Given problem A: In the underwriting clause, who bears the expense of qualifying as dealer or broker under state or Federal laws?
Given problem B: Say whether each statement agrees with the underwriting clause, answering yes or no and quoting the words of the clause that decide it: (i) The Fund will execute documents in connection with qualifying its shares of capital stock. (ii) The Underwriter's qualifications are limited to those required under Federal laws. (iii) The aim of the Underwriter's qualifications is for the shares to be sold as widely as practicable.
---------- Passage provided
7. The Fund will execute any and all documents and furnish any and all
information which may be reasonably necessary in connection with the
qualification of its shares of capital stock in such states as the Underwriter
may reasonably request (it being understood that the Fund shall be required
without its consent to qualify to do business in any jurisdiction or to comply
with any requirement which in its opinion is unduly burdensome). The
Underwriter, at its own expense, will effect all qualifications as dealer or
broker or otherwise under all applicable state or Federal laws required in order
that the shares may be sold in as broad a territory as practicable.
--------------------
---------- Records supplied
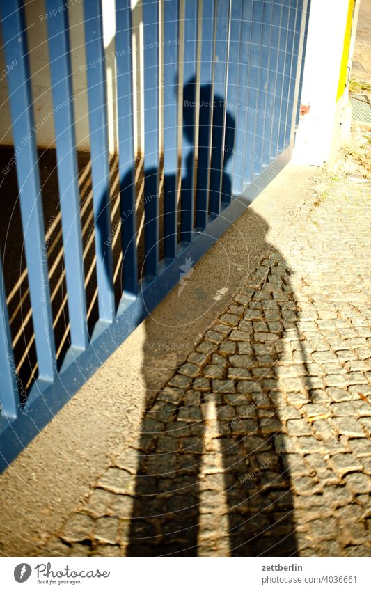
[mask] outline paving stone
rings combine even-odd
[[[117,517],[100,517],[95,521],[94,537],[103,544],[114,544],[117,541],[118,526]]]
[[[249,368],[252,367],[253,362],[250,355],[238,354],[233,355],[229,358],[229,361],[233,367]]]
[[[213,379],[212,391],[230,394],[235,392],[235,384],[232,379]]]
[[[203,375],[207,378],[222,378],[224,375],[224,364],[221,365],[206,365]]]
[[[235,330],[229,336],[230,340],[243,341],[249,343],[251,339],[250,332],[244,332],[241,330]]]
[[[347,474],[344,480],[354,494],[371,492],[371,478],[365,474]]]
[[[356,456],[352,453],[336,454],[331,457],[329,464],[336,474],[340,477],[348,472],[357,472],[362,470],[362,464]]]
[[[183,407],[179,409],[177,420],[186,423],[196,423],[202,420],[201,410],[199,407]]]
[[[352,439],[348,445],[358,457],[371,456],[371,441],[368,439]]]
[[[178,404],[184,395],[184,391],[180,388],[164,388],[159,393],[157,399],[164,400],[165,402],[171,402],[173,404]]]
[[[208,355],[205,353],[198,353],[194,351],[188,356],[187,361],[191,363],[196,363],[197,365],[203,365],[206,363],[208,358]]]
[[[95,521],[86,513],[74,513],[68,519],[61,531],[61,537],[69,544],[82,542],[91,537]]]
[[[362,425],[368,436],[371,436],[371,417],[363,417],[358,420],[358,423]]]
[[[295,451],[300,451],[301,453],[320,453],[324,450],[323,442],[310,436],[298,437],[297,443],[297,448],[295,448]]]
[[[225,355],[232,355],[236,351],[236,344],[230,340],[226,340],[221,343],[219,351]]]
[[[203,340],[196,348],[196,350],[200,353],[204,353],[206,355],[212,353],[217,348],[217,346],[214,342],[210,342],[209,340]]]
[[[239,555],[370,555],[366,196],[345,177],[330,190],[326,178],[331,198],[314,207],[317,196],[308,198],[281,237],[283,255],[251,269],[187,362],[152,393],[139,453],[115,452],[86,513],[74,514],[84,517],[70,516],[71,541],[54,536],[52,555],[187,554],[195,535],[203,555],[232,545]],[[304,244],[308,219],[320,230],[313,224]],[[233,509],[216,519],[226,489]]]
[[[356,416],[357,409],[354,402],[335,402],[330,406],[333,416]]]
[[[310,468],[299,454],[283,454],[281,461],[283,469],[291,478],[310,475]]]
[[[103,489],[95,489],[85,505],[86,511],[95,515],[109,514],[109,507],[116,498],[114,494]]]
[[[365,436],[359,423],[352,417],[336,417],[331,420],[340,435],[347,435],[348,437]]]
[[[200,368],[194,363],[184,363],[184,365],[182,365],[180,369],[178,370],[178,372],[180,374],[183,374],[184,375],[189,376],[189,377],[196,377],[200,372]]]
[[[229,324],[230,326],[235,326],[239,322],[239,316],[235,314],[223,314],[221,316],[221,322],[226,324]]]
[[[289,435],[311,435],[312,430],[310,425],[303,418],[290,419],[287,423]]]
[[[118,494],[132,494],[135,482],[129,472],[111,466],[98,480],[98,486]]]
[[[223,333],[219,332],[218,331],[208,331],[205,335],[205,338],[215,345],[218,345],[221,342],[224,336]],[[198,349],[198,350],[200,349]]]
[[[176,388],[187,388],[192,383],[191,378],[181,374],[175,374],[168,382],[168,386],[175,386]]]
[[[244,368],[228,368],[227,377],[228,379],[250,379],[251,372]]]
[[[335,402],[342,402],[352,400],[352,393],[345,388],[330,387],[326,388],[326,392]]]

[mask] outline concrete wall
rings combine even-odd
[[[348,137],[352,111],[347,86],[339,93],[339,80],[344,78],[345,51],[352,57],[350,3],[352,13],[353,0],[312,0],[301,100],[308,111],[297,132],[295,162],[331,165]]]

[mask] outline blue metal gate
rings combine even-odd
[[[3,469],[176,285],[185,258],[199,259],[290,159],[309,8],[307,0],[142,0],[145,197],[142,273],[136,242],[132,12],[129,0],[116,0],[122,258],[122,292],[116,306],[102,3],[85,0],[86,60],[95,65],[86,73],[99,308],[90,333],[68,8],[65,0],[45,0],[50,15],[45,61],[54,106],[70,345],[58,365],[48,276],[41,264],[45,228],[24,11],[22,0],[0,3],[6,61],[15,64],[7,83],[38,364],[29,391],[20,393],[3,278],[0,468]],[[3,278],[2,271],[0,275]]]

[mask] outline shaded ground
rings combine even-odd
[[[370,192],[317,185],[45,554],[370,555]]]

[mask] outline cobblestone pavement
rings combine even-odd
[[[370,193],[317,187],[45,553],[370,555]]]

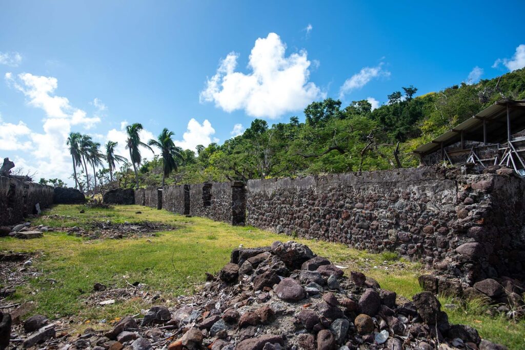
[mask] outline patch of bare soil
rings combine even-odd
[[[144,289],[145,285],[138,282],[123,288],[108,288],[101,283],[96,283],[94,291],[88,296],[80,297],[82,301],[88,306],[103,307],[116,303],[135,300],[153,303],[161,298],[160,293]]]
[[[0,253],[0,304],[15,293],[15,288],[25,285],[29,278],[37,277],[41,271],[33,266],[33,261],[40,253]]]
[[[157,232],[169,231],[177,228],[176,226],[150,221],[139,223],[124,222],[114,224],[106,222],[93,221],[87,229],[79,226],[62,227],[60,231],[77,237],[85,237],[91,239],[98,238],[133,238],[141,237],[154,237]]]

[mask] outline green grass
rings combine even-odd
[[[80,214],[82,209],[86,212]],[[136,214],[137,211],[142,213]],[[232,226],[135,205],[111,209],[57,205],[45,211],[44,215],[65,218],[40,217],[34,219],[33,223],[87,228],[93,221],[122,223],[148,220],[177,227],[159,233],[156,237],[120,240],[89,240],[64,232],[47,233],[43,238],[29,241],[0,238],[0,250],[43,254],[34,264],[43,274],[31,279],[27,286],[18,287],[14,300],[35,301],[37,307],[34,313],[51,318],[74,315],[79,320],[91,320],[93,324],[102,319],[136,313],[149,306],[141,299],[134,299],[103,307],[88,307],[82,298],[91,293],[96,282],[120,288],[125,287],[127,281],[139,281],[145,283],[148,290],[161,292],[166,300],[164,303],[170,305],[173,298],[193,292],[196,285],[205,280],[205,272],[218,271],[229,260],[232,250],[240,244],[255,247],[292,239],[253,227]],[[421,291],[417,282],[421,265],[404,261],[396,254],[371,254],[342,244],[295,239],[334,264],[348,266],[346,271],[362,271],[377,280],[382,288],[400,296],[410,299]],[[48,279],[57,283],[51,284]],[[449,299],[441,300],[443,305],[451,302]],[[525,348],[523,322],[491,318],[483,308],[472,303],[447,311],[452,323],[476,327],[484,337],[510,348]]]

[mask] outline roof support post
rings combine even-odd
[[[507,140],[510,141],[510,113],[509,112],[509,103],[507,103]]]
[[[487,121],[483,119],[483,145],[487,146]]]

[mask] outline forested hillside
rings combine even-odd
[[[496,101],[525,99],[525,69],[492,80],[462,83],[418,96],[416,87],[402,87],[387,96],[388,103],[374,110],[366,100],[349,106],[332,99],[305,108],[306,120],[292,116],[288,123],[269,125],[256,119],[249,128],[223,145],[187,150],[178,170],[166,183],[296,176],[404,167],[418,160],[410,152],[453,127]],[[146,160],[141,184],[159,185],[162,159]],[[120,184],[132,187],[134,175],[124,166],[116,174]]]

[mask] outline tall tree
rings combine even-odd
[[[102,165],[102,161],[104,159],[104,155],[100,152],[100,144],[98,142],[90,143],[89,149],[89,156],[88,160],[93,168],[93,194],[95,194],[97,191],[97,171],[95,168]]]
[[[139,133],[143,129],[142,124],[140,123],[134,123],[126,127],[126,133],[128,134],[128,139],[126,140],[126,149],[130,151],[130,159],[133,164],[133,169],[135,172],[135,182],[136,188],[139,188],[139,173],[136,170],[136,166],[140,164],[142,156],[140,154],[139,146],[149,148],[153,152],[151,147],[140,140]]]
[[[108,168],[109,169],[109,178],[113,182],[113,171],[115,169],[115,162],[127,162],[128,160],[122,156],[115,154],[115,147],[119,143],[114,141],[108,141],[106,144],[106,160],[108,162]]]
[[[162,187],[164,187],[166,177],[169,176],[172,171],[177,170],[175,158],[182,158],[182,150],[173,143],[172,137],[174,135],[173,132],[164,128],[159,134],[156,140],[151,139],[148,141],[148,145],[156,147],[162,153]]]
[[[84,165],[84,171],[86,174],[86,189],[89,191],[89,172],[88,171],[88,166],[86,163],[86,160],[89,159],[90,155],[90,149],[91,147],[91,143],[93,141],[91,140],[91,137],[87,135],[81,135],[80,137],[80,141],[79,143],[79,148],[80,150],[80,156],[82,158],[82,161]]]
[[[80,133],[70,133],[66,143],[69,147],[69,153],[73,161],[73,177],[75,178],[75,188],[78,189],[78,179],[77,178],[77,167],[82,166],[82,158],[80,155],[80,139],[82,135]]]

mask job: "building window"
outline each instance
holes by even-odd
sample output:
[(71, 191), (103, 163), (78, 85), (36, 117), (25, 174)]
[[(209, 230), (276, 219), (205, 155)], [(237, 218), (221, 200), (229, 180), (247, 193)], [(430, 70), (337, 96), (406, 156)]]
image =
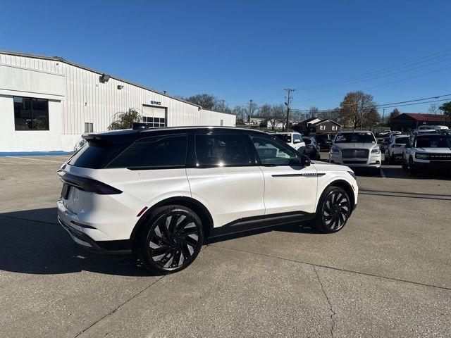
--------------------
Complete output A: The Underwriter, at its own expense.

Complete output B:
(i) Yes: "The Fund will execute any and all documents"
(ii) No: "under all applicable state or Federal laws"
(iii) Yes: "in as broad a territory as practicable"